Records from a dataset
* * *
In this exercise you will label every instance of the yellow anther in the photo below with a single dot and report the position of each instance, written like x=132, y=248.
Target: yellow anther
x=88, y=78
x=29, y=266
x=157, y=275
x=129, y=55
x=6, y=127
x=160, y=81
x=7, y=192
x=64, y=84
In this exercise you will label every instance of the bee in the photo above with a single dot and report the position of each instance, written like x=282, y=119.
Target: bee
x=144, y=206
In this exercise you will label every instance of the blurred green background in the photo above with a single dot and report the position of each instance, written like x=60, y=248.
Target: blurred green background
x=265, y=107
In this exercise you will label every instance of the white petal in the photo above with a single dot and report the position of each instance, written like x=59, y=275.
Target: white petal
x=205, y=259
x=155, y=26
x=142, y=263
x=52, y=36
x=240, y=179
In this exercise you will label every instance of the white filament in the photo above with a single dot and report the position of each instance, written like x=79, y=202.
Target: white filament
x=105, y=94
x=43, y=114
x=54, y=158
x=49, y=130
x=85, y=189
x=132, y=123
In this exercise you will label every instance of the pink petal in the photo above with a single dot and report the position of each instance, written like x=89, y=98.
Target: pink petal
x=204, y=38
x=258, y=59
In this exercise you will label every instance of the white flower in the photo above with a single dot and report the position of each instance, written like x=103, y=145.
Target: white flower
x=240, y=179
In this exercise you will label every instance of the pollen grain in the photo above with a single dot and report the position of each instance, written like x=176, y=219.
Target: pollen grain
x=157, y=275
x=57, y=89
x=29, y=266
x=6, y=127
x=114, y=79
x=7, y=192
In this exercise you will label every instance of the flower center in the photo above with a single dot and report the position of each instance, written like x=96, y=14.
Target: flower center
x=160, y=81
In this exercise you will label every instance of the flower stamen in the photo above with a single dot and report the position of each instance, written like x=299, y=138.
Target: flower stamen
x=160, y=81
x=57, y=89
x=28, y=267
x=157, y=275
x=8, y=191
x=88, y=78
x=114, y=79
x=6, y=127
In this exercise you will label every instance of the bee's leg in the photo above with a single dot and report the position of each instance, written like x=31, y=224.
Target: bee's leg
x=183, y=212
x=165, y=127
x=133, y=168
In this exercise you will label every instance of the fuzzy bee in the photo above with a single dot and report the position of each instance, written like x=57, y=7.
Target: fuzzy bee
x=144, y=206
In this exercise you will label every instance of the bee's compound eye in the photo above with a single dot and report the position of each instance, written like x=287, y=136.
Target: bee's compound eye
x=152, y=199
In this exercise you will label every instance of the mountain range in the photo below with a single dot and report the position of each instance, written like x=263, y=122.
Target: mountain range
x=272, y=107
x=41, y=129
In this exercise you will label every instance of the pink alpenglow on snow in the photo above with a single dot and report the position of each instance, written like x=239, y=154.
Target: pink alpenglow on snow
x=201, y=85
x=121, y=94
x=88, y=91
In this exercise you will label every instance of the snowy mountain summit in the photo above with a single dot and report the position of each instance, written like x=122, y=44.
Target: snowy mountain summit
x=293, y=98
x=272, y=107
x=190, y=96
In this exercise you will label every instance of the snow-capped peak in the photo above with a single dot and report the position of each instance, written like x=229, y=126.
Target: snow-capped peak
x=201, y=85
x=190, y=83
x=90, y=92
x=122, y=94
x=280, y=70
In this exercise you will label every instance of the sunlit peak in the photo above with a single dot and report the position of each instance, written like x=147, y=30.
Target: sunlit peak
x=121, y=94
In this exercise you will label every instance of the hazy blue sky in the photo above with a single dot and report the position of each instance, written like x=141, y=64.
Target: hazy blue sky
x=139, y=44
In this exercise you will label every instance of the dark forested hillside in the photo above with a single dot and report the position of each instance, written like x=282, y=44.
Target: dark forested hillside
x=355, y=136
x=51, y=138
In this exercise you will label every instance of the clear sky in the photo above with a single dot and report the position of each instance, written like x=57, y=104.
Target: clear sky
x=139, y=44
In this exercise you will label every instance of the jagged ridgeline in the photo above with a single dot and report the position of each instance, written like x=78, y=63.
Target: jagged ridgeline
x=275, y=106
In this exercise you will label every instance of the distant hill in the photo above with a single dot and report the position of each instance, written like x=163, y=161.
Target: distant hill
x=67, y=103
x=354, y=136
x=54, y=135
* * *
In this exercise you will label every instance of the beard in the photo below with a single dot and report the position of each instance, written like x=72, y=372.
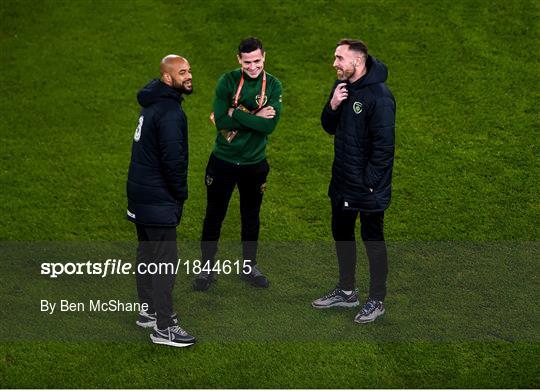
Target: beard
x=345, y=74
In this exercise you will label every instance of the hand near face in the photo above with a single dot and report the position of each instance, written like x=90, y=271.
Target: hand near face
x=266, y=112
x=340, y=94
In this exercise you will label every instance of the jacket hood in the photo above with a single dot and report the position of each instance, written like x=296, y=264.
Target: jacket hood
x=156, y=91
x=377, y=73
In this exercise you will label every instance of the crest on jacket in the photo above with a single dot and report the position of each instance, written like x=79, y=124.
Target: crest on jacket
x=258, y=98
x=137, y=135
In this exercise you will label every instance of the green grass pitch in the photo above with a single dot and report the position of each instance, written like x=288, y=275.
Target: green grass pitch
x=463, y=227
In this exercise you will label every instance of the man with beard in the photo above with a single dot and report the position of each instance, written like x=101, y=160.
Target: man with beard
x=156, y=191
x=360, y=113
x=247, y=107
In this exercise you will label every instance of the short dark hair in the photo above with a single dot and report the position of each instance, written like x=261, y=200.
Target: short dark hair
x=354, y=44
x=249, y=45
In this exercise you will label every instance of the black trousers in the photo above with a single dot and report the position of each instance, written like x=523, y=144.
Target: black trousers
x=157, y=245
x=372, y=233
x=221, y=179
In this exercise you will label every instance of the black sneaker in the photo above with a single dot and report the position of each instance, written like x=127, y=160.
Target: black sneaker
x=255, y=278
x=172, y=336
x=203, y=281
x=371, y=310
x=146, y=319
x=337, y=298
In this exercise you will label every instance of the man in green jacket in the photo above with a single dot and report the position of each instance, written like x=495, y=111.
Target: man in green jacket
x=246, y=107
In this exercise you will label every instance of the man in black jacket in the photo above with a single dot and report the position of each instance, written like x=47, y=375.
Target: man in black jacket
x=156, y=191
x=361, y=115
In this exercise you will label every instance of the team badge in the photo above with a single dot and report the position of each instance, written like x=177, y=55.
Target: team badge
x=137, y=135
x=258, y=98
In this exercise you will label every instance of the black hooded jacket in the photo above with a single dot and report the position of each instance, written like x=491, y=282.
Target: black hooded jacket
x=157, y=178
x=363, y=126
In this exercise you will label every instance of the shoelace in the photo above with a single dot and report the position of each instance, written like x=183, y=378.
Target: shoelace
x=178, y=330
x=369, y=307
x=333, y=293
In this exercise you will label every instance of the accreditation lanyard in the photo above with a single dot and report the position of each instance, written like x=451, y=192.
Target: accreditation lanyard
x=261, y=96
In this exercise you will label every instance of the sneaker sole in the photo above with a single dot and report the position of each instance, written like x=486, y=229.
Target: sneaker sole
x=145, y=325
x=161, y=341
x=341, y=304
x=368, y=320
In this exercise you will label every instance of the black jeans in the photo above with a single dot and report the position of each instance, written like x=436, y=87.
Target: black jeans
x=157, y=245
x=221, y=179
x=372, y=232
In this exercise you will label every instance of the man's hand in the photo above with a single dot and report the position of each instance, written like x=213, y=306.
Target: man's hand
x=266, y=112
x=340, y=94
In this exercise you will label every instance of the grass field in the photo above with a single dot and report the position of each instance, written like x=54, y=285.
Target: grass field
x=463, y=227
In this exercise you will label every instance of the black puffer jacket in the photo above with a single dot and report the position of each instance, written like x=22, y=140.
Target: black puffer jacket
* * *
WHAT TO PRODUCE - If a line in the records above holds the string "below", copy it out.

RESPONSE TO THE EXERCISE -
In this exercise you will label every instance of the yellow anther in the photo below with a single dot and report the position of each instance, written like x=132, y=248.
In this exercise you will label every instance of the mountain range in the photo below with a single dot and report the position of each instance, written like x=263, y=122.
In this exercise you will label every instance of the beard in the photo below with a single dot and report the position of each instance, written like x=72, y=372.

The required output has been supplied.